■ What you should do
Rewrite every one of the lines below, replacing "Annotation task" with "Labeling job" and leaving all other text as it is.

[Entries taken from a collection]
____

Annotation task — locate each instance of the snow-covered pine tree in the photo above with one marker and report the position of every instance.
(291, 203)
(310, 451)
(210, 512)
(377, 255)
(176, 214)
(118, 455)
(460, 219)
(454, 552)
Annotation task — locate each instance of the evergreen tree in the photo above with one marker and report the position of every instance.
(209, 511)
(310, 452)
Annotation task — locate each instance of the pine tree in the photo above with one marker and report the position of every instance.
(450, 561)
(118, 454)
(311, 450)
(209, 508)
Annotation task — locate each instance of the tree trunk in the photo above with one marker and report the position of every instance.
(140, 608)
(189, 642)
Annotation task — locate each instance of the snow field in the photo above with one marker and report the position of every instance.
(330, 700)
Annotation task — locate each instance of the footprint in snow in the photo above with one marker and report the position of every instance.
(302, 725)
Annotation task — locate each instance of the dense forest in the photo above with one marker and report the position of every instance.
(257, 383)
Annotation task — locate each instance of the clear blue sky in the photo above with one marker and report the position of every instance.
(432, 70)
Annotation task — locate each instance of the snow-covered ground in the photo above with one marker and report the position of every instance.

____

■ Response
Labeling job — locate each instance of the snow-covered pine tree in the photo above with one marker and report the position of every instance.
(291, 203)
(310, 451)
(210, 512)
(377, 255)
(176, 214)
(118, 455)
(460, 219)
(454, 552)
Labeling job — locate each instance of the evergreen tree in the photo above with one marker and report the position of every instance.
(209, 511)
(310, 452)
Labeling job — locate each instance of the pine tree in the photo above with one marker and report the position of every instance.
(450, 561)
(118, 454)
(311, 450)
(209, 508)
Labeling job — locate each instance of the tree trunk in the photo above with one marker and report the position of every instance.
(140, 608)
(189, 642)
Labeling job — locate each instance of the snow field in the photo above with one marker and report the position of every instance.
(330, 700)
Labeling job — locate each instance of the footprint in snow in the photo above with one marker and report the position of every instance.
(302, 725)
Labeling job — locate each instance of the dense forest in the photo above with one marker and report the position of every instance.
(257, 383)
Labeling job — locate each instance of the clear blue sky in the photo above with one marker and report the position of every instance.
(432, 70)
Labeling job — locate each instance of the snow-covered ground in the photo above with one marker and report the position of every instance.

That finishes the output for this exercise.